* **SUPPLIED INFORMATION**:
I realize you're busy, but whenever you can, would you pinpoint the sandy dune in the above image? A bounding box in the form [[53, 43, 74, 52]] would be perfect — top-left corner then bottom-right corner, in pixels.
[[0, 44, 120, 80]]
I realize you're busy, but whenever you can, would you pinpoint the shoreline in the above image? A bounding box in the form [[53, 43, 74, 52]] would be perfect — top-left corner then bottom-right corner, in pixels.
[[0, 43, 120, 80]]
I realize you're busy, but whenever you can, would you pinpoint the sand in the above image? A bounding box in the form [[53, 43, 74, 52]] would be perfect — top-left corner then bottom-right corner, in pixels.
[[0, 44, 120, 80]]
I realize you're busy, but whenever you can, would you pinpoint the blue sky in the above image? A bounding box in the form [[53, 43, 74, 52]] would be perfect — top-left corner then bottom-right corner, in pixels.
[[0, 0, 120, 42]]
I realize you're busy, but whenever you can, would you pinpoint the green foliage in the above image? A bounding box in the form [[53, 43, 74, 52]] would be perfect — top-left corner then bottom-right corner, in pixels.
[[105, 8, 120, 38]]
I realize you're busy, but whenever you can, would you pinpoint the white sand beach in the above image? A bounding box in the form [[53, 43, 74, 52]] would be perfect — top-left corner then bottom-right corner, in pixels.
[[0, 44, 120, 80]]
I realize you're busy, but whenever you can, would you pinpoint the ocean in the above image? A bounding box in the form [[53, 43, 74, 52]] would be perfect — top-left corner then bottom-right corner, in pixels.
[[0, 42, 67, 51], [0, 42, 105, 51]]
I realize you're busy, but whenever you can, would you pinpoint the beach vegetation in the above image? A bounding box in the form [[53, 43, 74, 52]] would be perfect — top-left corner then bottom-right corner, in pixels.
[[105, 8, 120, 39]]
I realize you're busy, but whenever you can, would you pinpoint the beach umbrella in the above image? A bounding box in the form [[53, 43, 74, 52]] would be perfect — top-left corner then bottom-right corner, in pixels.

* **YOUR TASK**:
Starting at the beginning of the records and continuing through the line with "[[0, 43, 120, 80]]", lay out those lines as a Markdown table with columns headed Row and Line, skipping any blank lines.

* **RESULT OF THIS EXERCISE**:
| Row | Line |
|---|---|
| 1 | I realize you're busy, but whenever you can, would you pinpoint the sandy dune in the above image? A bounding box in the form [[53, 43, 74, 52]] would be perfect — top-left corner then bottom-right corner, in pixels. |
| 2 | [[0, 44, 120, 80]] |
| 3 | I realize you're busy, but whenever you can, would you pinpoint the shoreline in the above image? A bounding box in the form [[53, 43, 74, 52]] would be perfect — top-left corner then bottom-right corner, in pixels. |
| 4 | [[0, 43, 120, 80]] |